Copy the lines verbatim, beginning with the line that contains "# test: pointer returns one pin per instance of the metal" and continuing through the end of the data, and only those lines.

+ + +

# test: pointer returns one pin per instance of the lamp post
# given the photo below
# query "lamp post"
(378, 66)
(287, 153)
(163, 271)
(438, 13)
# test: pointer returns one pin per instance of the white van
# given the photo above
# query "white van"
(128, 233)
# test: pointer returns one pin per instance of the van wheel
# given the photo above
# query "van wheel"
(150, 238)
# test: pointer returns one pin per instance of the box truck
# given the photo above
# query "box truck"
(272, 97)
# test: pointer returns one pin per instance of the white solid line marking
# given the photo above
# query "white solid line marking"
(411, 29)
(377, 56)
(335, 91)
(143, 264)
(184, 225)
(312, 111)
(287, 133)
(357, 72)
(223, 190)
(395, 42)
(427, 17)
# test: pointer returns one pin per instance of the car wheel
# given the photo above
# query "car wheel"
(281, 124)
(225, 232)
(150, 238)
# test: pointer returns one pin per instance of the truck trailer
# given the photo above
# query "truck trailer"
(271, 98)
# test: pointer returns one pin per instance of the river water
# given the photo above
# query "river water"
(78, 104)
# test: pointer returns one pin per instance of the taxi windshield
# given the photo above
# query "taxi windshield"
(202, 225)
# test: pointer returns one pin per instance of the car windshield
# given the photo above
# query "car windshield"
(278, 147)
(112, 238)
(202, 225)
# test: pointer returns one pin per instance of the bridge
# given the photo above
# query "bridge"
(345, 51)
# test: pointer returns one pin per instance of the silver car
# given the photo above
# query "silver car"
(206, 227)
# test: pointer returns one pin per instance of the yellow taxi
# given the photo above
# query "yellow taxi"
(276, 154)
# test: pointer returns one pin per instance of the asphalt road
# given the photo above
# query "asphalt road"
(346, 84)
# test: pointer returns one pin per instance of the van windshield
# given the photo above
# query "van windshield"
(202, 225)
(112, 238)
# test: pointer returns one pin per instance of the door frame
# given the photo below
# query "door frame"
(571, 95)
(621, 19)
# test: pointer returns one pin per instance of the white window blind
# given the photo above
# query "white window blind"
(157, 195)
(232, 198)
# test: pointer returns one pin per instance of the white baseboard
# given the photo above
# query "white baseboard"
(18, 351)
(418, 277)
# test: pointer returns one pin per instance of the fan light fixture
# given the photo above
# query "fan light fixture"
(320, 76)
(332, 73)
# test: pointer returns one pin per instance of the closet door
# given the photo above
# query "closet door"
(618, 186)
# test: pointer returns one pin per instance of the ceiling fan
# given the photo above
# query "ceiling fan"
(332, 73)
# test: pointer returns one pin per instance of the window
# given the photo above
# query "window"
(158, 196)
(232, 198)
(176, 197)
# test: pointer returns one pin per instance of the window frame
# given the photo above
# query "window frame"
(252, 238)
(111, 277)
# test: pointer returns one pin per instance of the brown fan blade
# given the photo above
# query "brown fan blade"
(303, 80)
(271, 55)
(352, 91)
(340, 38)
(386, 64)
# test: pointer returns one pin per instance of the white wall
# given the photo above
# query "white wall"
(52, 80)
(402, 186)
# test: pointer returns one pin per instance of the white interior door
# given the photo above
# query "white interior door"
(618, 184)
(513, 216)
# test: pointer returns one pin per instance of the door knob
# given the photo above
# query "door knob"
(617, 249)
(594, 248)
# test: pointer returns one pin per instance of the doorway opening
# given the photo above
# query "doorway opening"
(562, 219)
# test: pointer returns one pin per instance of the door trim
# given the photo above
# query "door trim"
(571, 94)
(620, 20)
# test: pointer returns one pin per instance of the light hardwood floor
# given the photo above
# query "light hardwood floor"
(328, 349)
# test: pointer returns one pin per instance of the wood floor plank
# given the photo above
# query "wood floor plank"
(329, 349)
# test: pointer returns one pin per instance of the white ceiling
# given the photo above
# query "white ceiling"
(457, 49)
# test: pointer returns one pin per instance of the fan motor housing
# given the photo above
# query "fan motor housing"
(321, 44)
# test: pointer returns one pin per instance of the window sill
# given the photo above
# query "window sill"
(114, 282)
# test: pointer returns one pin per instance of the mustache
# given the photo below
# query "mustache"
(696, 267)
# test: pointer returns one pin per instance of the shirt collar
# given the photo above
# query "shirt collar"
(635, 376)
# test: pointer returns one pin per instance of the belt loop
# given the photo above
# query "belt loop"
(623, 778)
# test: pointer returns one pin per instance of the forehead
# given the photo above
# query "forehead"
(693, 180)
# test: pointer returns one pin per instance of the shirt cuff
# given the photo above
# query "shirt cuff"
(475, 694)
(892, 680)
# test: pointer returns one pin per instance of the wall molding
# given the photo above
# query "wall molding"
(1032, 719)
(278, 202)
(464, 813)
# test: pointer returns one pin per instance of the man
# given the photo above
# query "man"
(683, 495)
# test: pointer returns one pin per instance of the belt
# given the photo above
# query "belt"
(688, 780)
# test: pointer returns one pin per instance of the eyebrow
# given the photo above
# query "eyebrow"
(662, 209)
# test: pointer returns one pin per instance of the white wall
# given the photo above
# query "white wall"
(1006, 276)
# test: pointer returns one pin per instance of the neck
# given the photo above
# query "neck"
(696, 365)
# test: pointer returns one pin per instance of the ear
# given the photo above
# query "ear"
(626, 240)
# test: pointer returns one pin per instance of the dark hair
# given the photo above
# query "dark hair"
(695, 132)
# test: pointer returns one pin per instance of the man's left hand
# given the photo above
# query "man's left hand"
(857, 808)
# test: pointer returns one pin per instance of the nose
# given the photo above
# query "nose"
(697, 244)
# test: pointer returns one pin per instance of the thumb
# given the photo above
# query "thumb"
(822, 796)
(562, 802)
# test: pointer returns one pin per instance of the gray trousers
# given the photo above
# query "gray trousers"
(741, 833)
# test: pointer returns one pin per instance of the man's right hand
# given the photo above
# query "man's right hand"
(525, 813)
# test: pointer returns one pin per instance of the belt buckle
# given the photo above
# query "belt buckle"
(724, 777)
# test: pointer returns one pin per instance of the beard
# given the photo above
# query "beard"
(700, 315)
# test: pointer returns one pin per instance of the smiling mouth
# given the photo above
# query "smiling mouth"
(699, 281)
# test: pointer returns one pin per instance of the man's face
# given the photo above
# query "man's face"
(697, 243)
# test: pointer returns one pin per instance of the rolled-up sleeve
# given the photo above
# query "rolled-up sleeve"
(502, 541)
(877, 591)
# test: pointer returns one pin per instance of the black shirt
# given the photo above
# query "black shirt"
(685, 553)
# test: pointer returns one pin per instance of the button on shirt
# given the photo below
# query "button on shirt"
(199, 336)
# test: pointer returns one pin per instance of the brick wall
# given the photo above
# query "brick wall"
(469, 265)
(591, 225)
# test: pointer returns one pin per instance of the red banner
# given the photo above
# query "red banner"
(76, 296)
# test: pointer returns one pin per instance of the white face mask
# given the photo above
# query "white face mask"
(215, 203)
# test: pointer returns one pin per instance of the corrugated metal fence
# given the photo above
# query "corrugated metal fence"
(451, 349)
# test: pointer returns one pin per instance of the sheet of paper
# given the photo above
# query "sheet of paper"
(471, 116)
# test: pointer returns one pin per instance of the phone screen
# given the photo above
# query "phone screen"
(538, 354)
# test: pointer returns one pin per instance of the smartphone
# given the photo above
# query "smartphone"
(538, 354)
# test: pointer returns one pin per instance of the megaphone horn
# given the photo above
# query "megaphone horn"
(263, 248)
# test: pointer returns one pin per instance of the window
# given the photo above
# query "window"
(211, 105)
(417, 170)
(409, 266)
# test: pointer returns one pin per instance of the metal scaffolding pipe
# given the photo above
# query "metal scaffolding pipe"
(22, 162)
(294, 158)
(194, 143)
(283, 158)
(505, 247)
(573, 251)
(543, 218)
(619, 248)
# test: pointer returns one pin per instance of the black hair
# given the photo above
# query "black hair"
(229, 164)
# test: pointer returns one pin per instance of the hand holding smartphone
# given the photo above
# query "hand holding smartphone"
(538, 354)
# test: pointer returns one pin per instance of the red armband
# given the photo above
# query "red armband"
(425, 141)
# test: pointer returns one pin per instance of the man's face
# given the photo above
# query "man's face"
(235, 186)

+ + +

→ **Task result**:
# test: pointer returns one pin per instance of the metal scaffolding pipe
# given the photo above
# query "metal scaffolding pipe"
(22, 162)
(294, 158)
(194, 143)
(283, 158)
(505, 247)
(573, 251)
(543, 218)
(619, 248)
# test: pointer returns one pin per instance of the black hair
# given the photo above
# query "black hair"
(229, 164)
# test: pointer returns one pin per instance of the hand holding smartphone
# given the photo above
# query "hand holding smartphone"
(538, 354)
# test: pointer returns one pin per instance of the red armband
# given the photo above
# query "red armband"
(425, 141)
# test: pointer returns one pin per instance of the man's face
# given the photo above
# query "man's face"
(235, 186)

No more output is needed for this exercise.